• Problem set:
(a) Answer these questions from the fmod commit thread:
(i) For which functions does the log say asm versions were added on i387?
(ii) According to the reply, the wrong i387/f_fmodf.S was identical to which version?
(iii) Which instruction carries the label 1 in the added fmod routine?
(b) Print the part of the fmod commit thread that starts at the words "It seems that" and ends after "is newly added)".
(c) Carry on the fmod commit thread from the point where it stops.

**** Source

On Sun, 4 Sep 2016, Konstantin Belousov wrote:
On Sun, Sep 04, 2016 at 12:22:14PM +0000, Bruce Evans wrote:
...
Log:
Add asm versions of fmod(), fmodf() and fmodl() on amd64. Add asm
versions of fmodf() amd fmodl() on i387.
...
It seems that wrong version of i387/f_fmodf.S, it is identical to the
amd64 version.
Indeed. Fixed.
Added: head/lib/msun/amd64/e_fmod.S
==============================================================================
--- /dev/null 00:00:00 1970 (empty, because file is newly added)
+++ head/lib/msun/amd64/e_fmod.S Sun Sep 4 12:22:14 2016
(r305382)
+ENTRY(fmod)
+ movsd %xmm0,-8(%rsp)
+ movsd %xmm1,-16(%rsp)
+ fldl -16(%rsp)
+ fldl -8(%rsp)
+1: fprem
+ fstsw %ax
+ testw $0x400,%ax
+ jne 1b
+ fstpl -8(%rsp)
+ movsd -8(%rsp),%xmm0
+ fstp %st
+ ret
+END(fmod)

********
**** Information shown

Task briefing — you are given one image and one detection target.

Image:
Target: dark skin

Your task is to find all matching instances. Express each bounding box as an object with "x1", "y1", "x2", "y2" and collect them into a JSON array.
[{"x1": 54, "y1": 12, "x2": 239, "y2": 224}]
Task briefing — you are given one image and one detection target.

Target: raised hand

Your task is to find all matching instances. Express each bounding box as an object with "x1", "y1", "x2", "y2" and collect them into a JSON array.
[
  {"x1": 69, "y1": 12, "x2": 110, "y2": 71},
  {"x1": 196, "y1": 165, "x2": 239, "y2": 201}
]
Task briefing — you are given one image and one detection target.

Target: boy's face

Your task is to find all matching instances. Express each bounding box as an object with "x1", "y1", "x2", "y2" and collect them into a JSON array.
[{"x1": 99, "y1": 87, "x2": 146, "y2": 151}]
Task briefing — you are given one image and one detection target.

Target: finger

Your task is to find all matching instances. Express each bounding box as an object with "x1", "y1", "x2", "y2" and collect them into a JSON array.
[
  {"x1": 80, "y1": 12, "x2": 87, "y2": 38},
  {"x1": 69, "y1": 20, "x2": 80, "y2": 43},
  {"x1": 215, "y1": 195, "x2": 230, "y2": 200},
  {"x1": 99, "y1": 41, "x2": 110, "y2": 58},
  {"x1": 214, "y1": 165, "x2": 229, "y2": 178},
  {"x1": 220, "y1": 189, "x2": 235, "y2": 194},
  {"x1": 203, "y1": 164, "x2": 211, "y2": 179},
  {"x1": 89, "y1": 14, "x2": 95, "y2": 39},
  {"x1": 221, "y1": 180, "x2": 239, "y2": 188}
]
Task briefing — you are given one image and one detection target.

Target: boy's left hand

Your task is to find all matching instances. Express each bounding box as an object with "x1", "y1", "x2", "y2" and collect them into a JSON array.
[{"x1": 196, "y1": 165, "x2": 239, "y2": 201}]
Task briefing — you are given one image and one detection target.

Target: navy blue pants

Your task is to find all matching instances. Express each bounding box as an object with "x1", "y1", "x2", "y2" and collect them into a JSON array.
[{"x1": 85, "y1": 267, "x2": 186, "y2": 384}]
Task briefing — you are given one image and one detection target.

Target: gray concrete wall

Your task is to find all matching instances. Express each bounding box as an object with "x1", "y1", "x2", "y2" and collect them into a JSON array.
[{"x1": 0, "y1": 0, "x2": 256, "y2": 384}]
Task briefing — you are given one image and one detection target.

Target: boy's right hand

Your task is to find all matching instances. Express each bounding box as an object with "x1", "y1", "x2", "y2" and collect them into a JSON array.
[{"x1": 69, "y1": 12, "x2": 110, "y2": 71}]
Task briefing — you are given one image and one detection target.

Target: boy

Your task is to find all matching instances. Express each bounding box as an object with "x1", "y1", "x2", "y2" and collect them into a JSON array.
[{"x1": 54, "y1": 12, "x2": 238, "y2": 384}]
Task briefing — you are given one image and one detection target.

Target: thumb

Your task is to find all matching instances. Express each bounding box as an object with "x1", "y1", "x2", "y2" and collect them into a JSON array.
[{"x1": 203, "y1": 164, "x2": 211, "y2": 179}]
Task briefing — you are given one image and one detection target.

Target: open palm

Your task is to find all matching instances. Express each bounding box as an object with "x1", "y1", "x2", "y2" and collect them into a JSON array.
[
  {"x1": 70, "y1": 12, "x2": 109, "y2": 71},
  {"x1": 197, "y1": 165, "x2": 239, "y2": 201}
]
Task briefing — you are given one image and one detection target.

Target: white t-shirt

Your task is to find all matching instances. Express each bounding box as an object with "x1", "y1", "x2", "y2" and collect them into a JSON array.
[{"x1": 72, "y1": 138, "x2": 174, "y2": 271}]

********

• Results for the exercise:
(a)
(i) fmodf() and fmodl()
(ii) The amd64 version
(iii) fprem

(b)
It seems that wrong version of i387/f_fmodf.S, it is identical to the
amd64 version.
Indeed. Fixed.
Added: head/lib/msun/amd64/e_fmod.S
==============================================================================
--- /dev/null 00:00:00 1970 (empty, because file is newly added)

(c)
I see that this is not a new approach in the amd64 subdirectory, to use
x87 FPU on amd64. Please note that it might have non-obvious effects on
the performance, in particular, on the speed of the context switches and
handling of #NM exception.
For long double functions, the i387 gets used anyway.
This function is very slow even with the i387. It takes about 500
cycles per call on args uniformly distributed in double precision
space, but this distribution is very non-average since it gives many
huge args. The loop iterates many times on huge args.
This is still better the the C code which takes 3 or more times longer
or > 1500 cycles. It does a loop on the bits using integer code. The
C code is relatively even slower when there are fewer bits (something
like 9 times slower for args uniformly distributed in float precision
space).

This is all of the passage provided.